[A run of records]
>> BEGIN

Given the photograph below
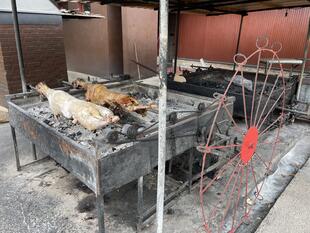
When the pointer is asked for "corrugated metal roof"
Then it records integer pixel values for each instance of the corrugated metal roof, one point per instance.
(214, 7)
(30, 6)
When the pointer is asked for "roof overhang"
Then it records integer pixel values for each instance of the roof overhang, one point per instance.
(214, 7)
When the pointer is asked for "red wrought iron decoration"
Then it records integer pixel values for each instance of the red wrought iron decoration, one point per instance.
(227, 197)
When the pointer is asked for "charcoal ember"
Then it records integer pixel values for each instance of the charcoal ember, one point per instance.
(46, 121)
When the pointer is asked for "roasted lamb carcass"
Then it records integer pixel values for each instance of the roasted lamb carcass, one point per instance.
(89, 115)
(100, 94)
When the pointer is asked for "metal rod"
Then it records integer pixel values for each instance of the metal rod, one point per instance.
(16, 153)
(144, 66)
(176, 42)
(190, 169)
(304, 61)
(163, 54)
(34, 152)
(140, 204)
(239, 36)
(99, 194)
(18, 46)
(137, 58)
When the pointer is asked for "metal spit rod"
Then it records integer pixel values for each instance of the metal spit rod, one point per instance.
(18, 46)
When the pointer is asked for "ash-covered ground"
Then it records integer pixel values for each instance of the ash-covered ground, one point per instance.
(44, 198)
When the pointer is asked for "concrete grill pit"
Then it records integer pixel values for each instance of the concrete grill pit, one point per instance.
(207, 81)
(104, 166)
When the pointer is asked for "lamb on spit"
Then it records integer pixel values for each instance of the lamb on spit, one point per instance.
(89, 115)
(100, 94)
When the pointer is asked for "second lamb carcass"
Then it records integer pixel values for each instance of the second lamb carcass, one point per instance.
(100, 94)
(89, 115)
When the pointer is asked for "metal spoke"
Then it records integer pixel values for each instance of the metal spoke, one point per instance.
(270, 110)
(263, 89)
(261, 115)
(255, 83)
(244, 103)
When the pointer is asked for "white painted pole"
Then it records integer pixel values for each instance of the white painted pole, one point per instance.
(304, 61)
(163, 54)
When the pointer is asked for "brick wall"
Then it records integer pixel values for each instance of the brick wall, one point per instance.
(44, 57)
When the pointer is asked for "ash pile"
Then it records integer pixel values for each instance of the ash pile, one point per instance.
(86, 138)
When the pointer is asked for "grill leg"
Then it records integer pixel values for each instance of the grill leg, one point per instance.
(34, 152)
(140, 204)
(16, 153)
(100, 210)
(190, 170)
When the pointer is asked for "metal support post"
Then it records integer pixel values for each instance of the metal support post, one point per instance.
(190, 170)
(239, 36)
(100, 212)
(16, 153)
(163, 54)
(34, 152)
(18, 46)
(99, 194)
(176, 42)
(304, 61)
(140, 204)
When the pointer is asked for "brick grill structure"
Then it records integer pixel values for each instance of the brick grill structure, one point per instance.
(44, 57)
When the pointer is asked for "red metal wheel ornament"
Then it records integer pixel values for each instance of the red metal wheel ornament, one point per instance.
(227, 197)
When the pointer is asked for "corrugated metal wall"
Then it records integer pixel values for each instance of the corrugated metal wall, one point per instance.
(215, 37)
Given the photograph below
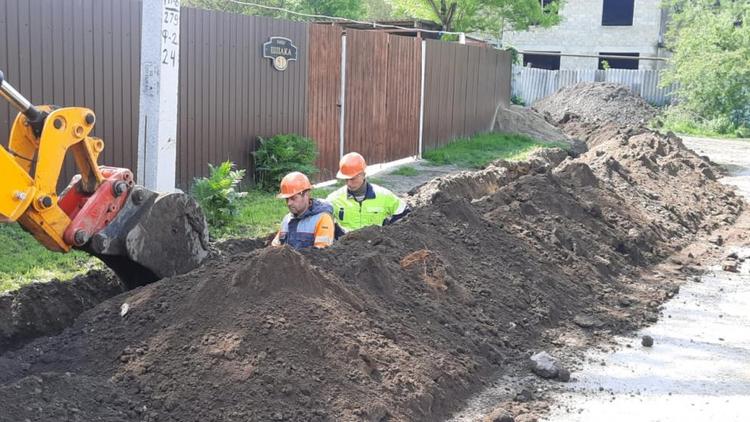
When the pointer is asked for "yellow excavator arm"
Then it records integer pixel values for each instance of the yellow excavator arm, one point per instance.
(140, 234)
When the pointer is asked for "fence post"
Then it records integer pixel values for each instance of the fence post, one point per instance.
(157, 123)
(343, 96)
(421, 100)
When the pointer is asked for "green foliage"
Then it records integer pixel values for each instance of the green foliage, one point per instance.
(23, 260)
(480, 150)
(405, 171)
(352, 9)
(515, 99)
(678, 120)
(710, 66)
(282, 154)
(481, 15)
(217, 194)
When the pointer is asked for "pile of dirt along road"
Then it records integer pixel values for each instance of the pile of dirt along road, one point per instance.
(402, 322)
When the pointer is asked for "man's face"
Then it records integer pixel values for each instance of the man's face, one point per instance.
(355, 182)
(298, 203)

>> END
>> BEGIN

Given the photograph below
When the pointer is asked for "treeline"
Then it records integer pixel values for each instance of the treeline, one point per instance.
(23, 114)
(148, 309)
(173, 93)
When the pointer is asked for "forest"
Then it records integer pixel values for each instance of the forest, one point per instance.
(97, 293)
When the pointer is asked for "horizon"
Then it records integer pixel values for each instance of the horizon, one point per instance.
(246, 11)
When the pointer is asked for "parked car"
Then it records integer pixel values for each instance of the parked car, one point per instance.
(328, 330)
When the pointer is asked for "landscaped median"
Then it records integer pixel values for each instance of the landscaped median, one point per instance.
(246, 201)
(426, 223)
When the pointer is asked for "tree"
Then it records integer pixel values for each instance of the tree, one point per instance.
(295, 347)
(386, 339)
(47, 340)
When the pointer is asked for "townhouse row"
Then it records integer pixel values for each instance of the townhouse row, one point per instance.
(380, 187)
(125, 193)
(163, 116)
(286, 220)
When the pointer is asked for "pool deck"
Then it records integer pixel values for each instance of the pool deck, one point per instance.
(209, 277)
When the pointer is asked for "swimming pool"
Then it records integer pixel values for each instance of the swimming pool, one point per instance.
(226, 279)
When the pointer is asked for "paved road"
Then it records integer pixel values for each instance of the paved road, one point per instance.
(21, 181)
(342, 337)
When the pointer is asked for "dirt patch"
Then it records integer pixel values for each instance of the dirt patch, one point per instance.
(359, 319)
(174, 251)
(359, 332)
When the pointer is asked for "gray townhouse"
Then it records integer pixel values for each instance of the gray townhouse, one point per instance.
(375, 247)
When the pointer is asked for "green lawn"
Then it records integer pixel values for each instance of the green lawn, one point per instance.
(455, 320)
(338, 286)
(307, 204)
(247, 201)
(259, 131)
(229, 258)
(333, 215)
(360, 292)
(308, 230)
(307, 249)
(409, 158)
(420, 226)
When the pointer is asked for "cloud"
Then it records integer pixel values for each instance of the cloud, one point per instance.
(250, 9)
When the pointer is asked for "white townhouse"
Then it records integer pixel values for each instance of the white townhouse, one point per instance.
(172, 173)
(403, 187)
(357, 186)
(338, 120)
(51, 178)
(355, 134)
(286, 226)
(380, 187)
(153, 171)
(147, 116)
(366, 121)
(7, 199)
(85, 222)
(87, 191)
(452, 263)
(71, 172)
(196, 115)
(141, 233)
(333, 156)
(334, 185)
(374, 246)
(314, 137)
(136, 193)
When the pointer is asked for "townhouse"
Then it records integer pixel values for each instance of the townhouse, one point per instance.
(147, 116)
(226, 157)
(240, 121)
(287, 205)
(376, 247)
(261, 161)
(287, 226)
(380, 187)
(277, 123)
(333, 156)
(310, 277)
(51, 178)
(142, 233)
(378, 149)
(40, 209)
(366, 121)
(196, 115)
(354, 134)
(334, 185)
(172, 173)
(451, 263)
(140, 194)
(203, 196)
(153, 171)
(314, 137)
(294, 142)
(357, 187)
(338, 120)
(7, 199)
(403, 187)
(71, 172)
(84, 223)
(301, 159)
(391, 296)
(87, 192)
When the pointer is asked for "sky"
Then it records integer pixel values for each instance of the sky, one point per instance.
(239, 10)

>> END
>> BEGIN

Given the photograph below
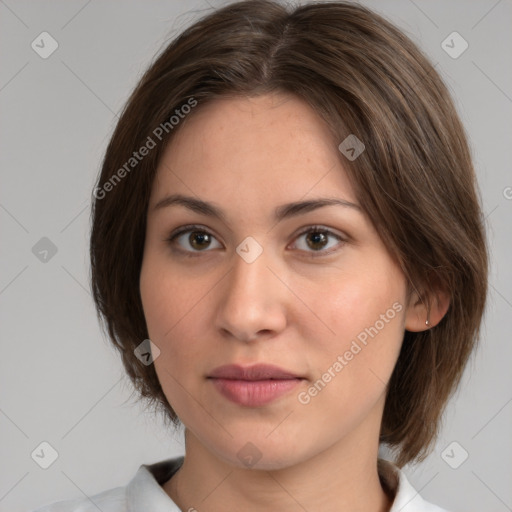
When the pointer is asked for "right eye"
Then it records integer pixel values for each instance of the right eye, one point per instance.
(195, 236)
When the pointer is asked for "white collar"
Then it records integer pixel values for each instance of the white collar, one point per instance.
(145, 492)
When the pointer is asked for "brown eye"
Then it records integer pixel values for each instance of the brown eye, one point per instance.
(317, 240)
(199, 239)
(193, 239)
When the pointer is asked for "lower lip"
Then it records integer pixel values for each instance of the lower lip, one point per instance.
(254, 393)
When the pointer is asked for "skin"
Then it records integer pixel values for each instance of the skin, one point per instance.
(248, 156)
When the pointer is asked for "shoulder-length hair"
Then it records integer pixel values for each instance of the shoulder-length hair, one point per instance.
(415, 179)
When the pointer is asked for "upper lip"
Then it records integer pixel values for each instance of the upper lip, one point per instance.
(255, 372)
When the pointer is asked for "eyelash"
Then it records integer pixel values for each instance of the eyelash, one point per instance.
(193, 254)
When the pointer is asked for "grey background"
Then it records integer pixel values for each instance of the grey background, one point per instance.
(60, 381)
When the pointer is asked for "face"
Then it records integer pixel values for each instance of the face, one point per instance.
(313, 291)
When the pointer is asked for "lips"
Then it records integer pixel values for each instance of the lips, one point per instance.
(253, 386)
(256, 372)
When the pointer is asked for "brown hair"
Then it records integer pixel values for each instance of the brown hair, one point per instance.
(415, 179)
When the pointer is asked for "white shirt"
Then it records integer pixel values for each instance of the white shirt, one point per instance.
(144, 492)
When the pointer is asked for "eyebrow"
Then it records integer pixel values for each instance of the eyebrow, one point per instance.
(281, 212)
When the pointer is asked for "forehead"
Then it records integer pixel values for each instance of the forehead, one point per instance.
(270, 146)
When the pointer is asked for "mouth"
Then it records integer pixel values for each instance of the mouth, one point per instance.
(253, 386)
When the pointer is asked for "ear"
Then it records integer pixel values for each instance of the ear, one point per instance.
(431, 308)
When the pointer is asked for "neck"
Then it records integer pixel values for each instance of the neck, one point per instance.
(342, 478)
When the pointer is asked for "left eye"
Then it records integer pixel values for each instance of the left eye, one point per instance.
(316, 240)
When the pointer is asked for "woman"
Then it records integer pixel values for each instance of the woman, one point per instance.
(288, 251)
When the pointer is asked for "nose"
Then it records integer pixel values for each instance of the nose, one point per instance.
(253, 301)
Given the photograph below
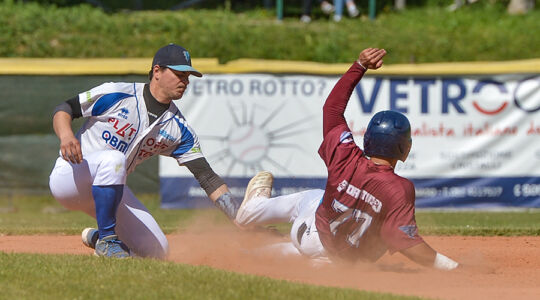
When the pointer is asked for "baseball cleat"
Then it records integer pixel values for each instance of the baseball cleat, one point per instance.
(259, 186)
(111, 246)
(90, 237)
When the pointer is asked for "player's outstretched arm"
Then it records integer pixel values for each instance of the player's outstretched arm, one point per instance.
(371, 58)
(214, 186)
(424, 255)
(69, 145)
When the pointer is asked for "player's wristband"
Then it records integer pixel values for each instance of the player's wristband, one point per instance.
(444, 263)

>> END

**THE TASK:**
Gather every line of the material above that contains the string "neck" and copy each of those lines in full. Letter case counts.

**CORRECT ANSWER:**
When the pointer is asked for "neck"
Then it records integer pixel values for each instance of the neck, one point per instance.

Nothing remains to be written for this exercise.